* _PROBLEM DESCRIPTION_: Go through the material line by line. Say how many lines contain the word "instance", and give nothing more.

* _PROVIDED RECORDS_:
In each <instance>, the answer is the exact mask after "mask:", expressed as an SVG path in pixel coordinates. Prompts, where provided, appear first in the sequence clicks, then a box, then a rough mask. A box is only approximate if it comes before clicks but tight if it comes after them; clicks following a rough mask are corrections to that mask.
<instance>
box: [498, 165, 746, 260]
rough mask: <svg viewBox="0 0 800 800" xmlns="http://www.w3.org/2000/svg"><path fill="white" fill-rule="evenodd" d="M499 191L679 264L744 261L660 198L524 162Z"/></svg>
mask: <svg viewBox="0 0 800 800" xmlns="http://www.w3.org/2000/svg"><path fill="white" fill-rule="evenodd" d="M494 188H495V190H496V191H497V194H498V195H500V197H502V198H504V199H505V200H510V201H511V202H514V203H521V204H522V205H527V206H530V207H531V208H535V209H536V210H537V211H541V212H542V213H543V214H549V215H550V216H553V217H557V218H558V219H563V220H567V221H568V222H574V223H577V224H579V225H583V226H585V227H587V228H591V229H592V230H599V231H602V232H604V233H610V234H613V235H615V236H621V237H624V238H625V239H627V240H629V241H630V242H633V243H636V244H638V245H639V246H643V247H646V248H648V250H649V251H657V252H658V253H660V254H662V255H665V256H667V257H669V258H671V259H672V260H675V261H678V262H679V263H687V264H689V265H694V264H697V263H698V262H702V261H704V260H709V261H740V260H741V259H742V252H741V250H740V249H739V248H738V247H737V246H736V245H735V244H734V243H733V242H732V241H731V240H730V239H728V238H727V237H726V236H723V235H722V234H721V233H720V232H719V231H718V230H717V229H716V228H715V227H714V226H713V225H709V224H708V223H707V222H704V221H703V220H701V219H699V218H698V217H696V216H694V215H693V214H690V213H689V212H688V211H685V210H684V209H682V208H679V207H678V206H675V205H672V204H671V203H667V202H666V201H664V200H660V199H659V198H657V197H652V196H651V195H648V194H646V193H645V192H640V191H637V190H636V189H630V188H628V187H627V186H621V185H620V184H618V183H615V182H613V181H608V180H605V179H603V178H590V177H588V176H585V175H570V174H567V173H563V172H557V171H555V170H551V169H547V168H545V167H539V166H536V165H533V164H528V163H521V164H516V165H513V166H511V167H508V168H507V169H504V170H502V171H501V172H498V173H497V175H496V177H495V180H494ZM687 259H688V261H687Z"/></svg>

* _PROBLEM SOLUTION_: 2